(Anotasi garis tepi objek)
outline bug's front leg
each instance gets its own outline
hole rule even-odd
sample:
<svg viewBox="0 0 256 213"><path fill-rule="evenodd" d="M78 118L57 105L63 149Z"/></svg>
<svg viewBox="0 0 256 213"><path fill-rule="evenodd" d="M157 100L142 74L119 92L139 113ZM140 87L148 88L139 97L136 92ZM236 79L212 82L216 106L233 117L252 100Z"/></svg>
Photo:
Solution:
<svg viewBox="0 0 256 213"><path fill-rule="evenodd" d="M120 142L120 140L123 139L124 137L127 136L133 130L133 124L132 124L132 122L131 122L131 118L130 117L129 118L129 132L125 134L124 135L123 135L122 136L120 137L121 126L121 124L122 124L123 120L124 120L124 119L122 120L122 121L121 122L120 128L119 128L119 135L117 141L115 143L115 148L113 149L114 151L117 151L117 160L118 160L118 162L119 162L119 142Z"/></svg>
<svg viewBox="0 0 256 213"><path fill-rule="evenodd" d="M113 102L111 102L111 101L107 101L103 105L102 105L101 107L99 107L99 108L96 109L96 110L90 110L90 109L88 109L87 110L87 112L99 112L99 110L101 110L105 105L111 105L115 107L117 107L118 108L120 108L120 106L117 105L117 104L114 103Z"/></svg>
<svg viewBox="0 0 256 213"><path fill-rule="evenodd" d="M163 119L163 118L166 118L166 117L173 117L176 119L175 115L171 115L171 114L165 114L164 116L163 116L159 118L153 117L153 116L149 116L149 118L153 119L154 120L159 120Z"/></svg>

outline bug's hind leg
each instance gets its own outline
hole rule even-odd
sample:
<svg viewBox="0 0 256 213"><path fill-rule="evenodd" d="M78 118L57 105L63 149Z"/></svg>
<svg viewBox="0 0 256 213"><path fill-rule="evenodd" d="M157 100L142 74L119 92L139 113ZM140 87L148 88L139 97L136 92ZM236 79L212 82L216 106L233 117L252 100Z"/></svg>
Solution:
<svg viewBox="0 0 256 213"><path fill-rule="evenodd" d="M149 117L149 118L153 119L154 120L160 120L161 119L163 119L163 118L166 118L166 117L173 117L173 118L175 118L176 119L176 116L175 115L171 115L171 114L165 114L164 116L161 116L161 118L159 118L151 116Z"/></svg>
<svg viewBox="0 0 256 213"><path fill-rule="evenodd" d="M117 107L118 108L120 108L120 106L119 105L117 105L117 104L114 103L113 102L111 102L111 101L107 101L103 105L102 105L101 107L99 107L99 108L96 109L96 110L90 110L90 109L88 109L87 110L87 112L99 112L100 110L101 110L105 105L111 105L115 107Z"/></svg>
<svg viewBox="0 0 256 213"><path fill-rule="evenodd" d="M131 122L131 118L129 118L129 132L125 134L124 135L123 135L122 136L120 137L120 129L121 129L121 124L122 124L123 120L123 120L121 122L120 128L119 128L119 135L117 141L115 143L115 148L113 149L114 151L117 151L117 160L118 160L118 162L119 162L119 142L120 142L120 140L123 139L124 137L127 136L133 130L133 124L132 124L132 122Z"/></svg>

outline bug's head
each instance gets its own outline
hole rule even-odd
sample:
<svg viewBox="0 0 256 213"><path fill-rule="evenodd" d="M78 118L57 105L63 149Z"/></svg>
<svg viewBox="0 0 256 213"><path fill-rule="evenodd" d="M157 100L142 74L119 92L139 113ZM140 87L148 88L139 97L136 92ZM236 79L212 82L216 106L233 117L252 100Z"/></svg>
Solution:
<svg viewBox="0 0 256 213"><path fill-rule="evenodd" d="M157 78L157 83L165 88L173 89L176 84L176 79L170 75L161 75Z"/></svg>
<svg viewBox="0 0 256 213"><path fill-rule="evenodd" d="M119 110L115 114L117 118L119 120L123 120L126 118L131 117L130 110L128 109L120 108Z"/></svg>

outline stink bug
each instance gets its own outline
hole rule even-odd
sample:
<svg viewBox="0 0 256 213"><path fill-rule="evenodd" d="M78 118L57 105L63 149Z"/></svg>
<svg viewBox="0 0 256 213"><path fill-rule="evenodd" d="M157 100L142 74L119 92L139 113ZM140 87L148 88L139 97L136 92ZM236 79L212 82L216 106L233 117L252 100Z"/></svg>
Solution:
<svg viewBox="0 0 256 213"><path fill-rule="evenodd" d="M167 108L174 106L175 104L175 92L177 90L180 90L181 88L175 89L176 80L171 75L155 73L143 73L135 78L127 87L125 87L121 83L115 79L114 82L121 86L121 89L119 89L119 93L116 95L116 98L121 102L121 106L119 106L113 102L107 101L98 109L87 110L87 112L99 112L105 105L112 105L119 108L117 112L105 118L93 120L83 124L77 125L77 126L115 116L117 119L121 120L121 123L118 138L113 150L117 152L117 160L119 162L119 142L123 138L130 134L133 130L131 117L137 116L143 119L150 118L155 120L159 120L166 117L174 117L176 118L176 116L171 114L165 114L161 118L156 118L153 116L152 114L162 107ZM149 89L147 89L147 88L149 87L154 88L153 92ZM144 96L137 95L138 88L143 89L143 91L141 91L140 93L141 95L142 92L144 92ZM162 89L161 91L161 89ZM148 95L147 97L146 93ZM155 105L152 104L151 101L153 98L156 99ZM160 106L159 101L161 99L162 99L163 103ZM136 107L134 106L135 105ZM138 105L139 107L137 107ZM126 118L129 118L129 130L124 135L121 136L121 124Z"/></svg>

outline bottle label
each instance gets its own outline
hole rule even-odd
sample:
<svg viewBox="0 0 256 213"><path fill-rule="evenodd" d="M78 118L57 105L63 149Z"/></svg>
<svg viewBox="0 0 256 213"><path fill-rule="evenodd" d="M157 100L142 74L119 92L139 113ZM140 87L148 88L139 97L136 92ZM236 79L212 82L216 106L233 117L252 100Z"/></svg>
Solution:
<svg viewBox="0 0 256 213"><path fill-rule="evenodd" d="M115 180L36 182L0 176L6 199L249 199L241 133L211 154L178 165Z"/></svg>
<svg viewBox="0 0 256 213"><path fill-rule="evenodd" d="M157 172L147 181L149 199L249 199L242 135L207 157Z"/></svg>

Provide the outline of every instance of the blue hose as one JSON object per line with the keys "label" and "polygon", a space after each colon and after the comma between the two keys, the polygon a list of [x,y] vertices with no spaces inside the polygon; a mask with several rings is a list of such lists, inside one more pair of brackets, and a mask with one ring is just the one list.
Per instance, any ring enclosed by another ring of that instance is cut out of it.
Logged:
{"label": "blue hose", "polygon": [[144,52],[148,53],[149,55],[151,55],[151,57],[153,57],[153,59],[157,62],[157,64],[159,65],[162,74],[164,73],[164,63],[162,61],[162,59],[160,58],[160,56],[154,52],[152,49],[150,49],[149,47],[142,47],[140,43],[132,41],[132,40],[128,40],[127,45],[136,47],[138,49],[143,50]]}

## Instruksi Tugas
Ubah semua entri di atas menjadi CSV dua kolom, masukan dan keluaran, satu baris per entri: teks entri di kolom masukan dan jawabannya di kolom keluaran. Apit setiap nilai dengan tanda kutip sebagai satu bidang, dan ganti jeda baris di dalamnya dengan spasi.

## Penyelesaian
masukan,keluaran
"outline bug's front leg each instance gets its own outline hole rule even-odd sample: <svg viewBox=""0 0 256 213""><path fill-rule=""evenodd"" d=""M78 118L57 105L63 149Z""/></svg> <svg viewBox=""0 0 256 213""><path fill-rule=""evenodd"" d=""M157 100L142 74L119 92L139 113ZM140 87L148 88L139 97L136 92ZM236 79L212 82L216 106L233 117L252 100Z""/></svg> Photo: Solution:","<svg viewBox=""0 0 256 213""><path fill-rule=""evenodd"" d=""M120 142L120 140L123 139L124 137L127 136L133 130L133 124L132 124L132 122L131 122L131 118L130 117L129 118L129 132L125 134L124 135L123 135L122 136L120 137L121 126L121 124L122 124L123 120L124 120L124 119L122 120L122 121L121 122L120 128L119 128L119 135L117 141L115 143L115 148L113 149L114 151L117 151L117 160L118 160L118 162L119 162L119 142Z""/></svg> <svg viewBox=""0 0 256 213""><path fill-rule=""evenodd"" d=""M113 102L111 102L111 101L107 101L103 105L102 105L101 107L99 107L99 108L96 109L96 110L90 110L90 109L88 109L87 110L87 112L99 112L99 110L101 110L105 105L111 105L115 107L117 107L118 108L120 108L120 106L117 105L117 104L114 103Z""/></svg> <svg viewBox=""0 0 256 213""><path fill-rule=""evenodd"" d=""M163 119L163 118L166 118L166 117L173 117L176 119L175 115L171 115L171 114L165 114L164 116L163 116L159 118L153 117L153 116L149 116L149 118L153 119L154 120L159 120Z""/></svg>"
"outline bug's hind leg each instance gets its own outline hole rule even-odd sample: <svg viewBox=""0 0 256 213""><path fill-rule=""evenodd"" d=""M78 118L57 105L63 149Z""/></svg> <svg viewBox=""0 0 256 213""><path fill-rule=""evenodd"" d=""M157 100L142 74L119 92L139 113ZM140 87L148 88L139 97L136 92ZM236 79L212 82L216 106L233 117L252 100Z""/></svg> Solution:","<svg viewBox=""0 0 256 213""><path fill-rule=""evenodd"" d=""M149 117L149 118L153 119L154 120L160 120L161 119L163 119L163 118L166 118L166 117L173 117L173 118L175 118L176 119L176 116L175 115L171 115L171 114L165 114L164 116L161 116L161 118L159 118L151 116Z""/></svg> <svg viewBox=""0 0 256 213""><path fill-rule=""evenodd"" d=""M117 107L118 108L120 108L120 106L119 105L117 105L117 104L114 103L113 102L111 102L111 101L107 101L103 105L102 105L101 107L99 107L99 108L96 109L96 110L90 110L90 109L88 109L87 110L87 112L99 112L100 110L101 110L105 105L111 105L115 107Z""/></svg> <svg viewBox=""0 0 256 213""><path fill-rule=""evenodd"" d=""M131 122L131 118L129 118L129 132L125 134L124 135L123 135L122 136L120 137L120 129L121 129L121 124L122 124L123 120L123 120L121 122L120 128L119 128L119 135L117 141L115 143L115 148L113 149L114 151L117 151L117 160L118 160L118 162L119 162L119 142L120 142L120 140L123 139L124 137L127 136L133 130L133 124L132 124L132 122Z""/></svg>"
"outline bug's head each instance gets its own outline hole rule even-odd sample: <svg viewBox=""0 0 256 213""><path fill-rule=""evenodd"" d=""M78 118L57 105L63 149Z""/></svg> <svg viewBox=""0 0 256 213""><path fill-rule=""evenodd"" d=""M157 100L142 74L119 92L139 113ZM140 87L148 88L139 97L136 92ZM236 79L212 82L216 106L233 117L252 100Z""/></svg> Solution:","<svg viewBox=""0 0 256 213""><path fill-rule=""evenodd"" d=""M157 78L157 83L165 88L173 89L176 84L176 79L170 75L161 75Z""/></svg> <svg viewBox=""0 0 256 213""><path fill-rule=""evenodd"" d=""M119 110L115 114L117 118L119 120L123 120L126 118L131 117L130 110L128 109L120 108Z""/></svg>"
"outline stink bug each instance gets its own outline hole rule even-odd sample: <svg viewBox=""0 0 256 213""><path fill-rule=""evenodd"" d=""M78 118L57 105L63 149Z""/></svg> <svg viewBox=""0 0 256 213""><path fill-rule=""evenodd"" d=""M157 100L142 74L119 92L139 113ZM140 87L148 88L139 97L136 92ZM236 79L212 82L216 106L233 117L252 100Z""/></svg> Solution:","<svg viewBox=""0 0 256 213""><path fill-rule=""evenodd"" d=""M167 108L174 106L175 104L175 92L177 90L180 90L181 88L175 89L176 80L171 75L155 73L143 73L135 78L127 87L125 87L121 83L115 79L114 82L121 86L121 89L119 89L119 93L116 95L116 98L121 102L121 106L119 106L113 102L107 101L98 109L87 110L87 112L99 112L105 105L112 105L119 108L117 112L105 118L93 120L83 124L77 125L77 126L115 116L117 119L121 120L121 123L118 138L113 150L117 152L117 160L119 162L119 142L123 138L130 134L133 130L131 117L137 116L143 119L150 118L155 120L159 120L166 117L174 117L176 118L176 116L171 114L165 114L161 118L156 118L153 116L152 114L162 107ZM149 89L147 89L147 88L149 87L154 88L153 92ZM144 96L137 95L138 88L143 89L143 91L141 91L140 93L141 95L142 92L144 92ZM162 89L161 91L161 89ZM148 95L147 97L146 93ZM155 105L152 104L151 101L153 98L156 99ZM160 106L159 101L161 99L162 99L163 103ZM136 107L134 106L135 105ZM138 105L139 107L137 107ZM126 118L129 118L129 130L124 135L121 136L121 124Z""/></svg>"
"outline bottle label each instance gets its own outline hole rule even-odd sample: <svg viewBox=""0 0 256 213""><path fill-rule=""evenodd"" d=""M78 118L57 105L63 149Z""/></svg> <svg viewBox=""0 0 256 213""><path fill-rule=""evenodd"" d=""M157 100L142 74L119 92L139 113ZM140 87L148 88L139 97L136 92ZM236 79L212 82L216 106L233 117L252 100Z""/></svg> Solution:","<svg viewBox=""0 0 256 213""><path fill-rule=""evenodd"" d=""M115 180L36 182L0 176L6 199L249 199L241 133L211 154L178 165Z""/></svg> <svg viewBox=""0 0 256 213""><path fill-rule=""evenodd"" d=""M157 172L147 181L149 199L249 199L242 135L207 157Z""/></svg>"
"Provide the outline of every instance of the blue hose as one JSON object per line with the keys ""label"" and ""polygon"", a space after each colon and after the comma between the two keys, the polygon a list of [x,y] vertices with no spaces inside the polygon; a mask with several rings is a list of such lists, inside one more pair of brackets, and a mask with one ring is just the one list. Per instance, any ring enclosed by another ring of that instance is cut out of it. Logged:","{""label"": ""blue hose"", ""polygon"": [[144,52],[148,53],[149,55],[151,55],[151,57],[153,57],[153,59],[157,62],[157,64],[159,65],[162,74],[164,73],[164,63],[162,61],[162,59],[160,58],[160,56],[154,52],[152,49],[150,49],[149,47],[142,47],[140,43],[132,41],[132,40],[128,40],[127,45],[136,47],[138,49],[143,50]]}"